** begin Records for the exercise **
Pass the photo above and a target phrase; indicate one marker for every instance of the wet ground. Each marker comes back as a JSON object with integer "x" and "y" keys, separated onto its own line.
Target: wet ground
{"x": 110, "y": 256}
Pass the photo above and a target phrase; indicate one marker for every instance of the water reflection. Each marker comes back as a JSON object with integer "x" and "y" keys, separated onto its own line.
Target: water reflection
** end Records for the exercise **
** begin Records for the exercise **
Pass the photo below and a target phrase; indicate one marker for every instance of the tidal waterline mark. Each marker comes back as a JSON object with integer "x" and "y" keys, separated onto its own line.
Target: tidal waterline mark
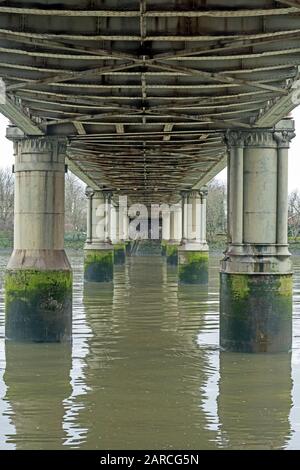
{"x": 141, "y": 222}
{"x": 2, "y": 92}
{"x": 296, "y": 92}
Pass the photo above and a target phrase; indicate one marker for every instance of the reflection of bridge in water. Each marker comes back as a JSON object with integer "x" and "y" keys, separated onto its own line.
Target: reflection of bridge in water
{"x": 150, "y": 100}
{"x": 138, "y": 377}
** end Records for the exercise **
Requirements - Starting with the row that contains "of the water" and going on through the row that contains "Target: water reflection", switch "marker" to "point" and give only those rows again, with nothing else changed.

Expected output -
Pass the photo above and a target phrase; indicate one point for every instance of the water reflection. Each point comes back as a JSON object with integer "x" and "y" keys, separated onto its own line.
Target: water reflection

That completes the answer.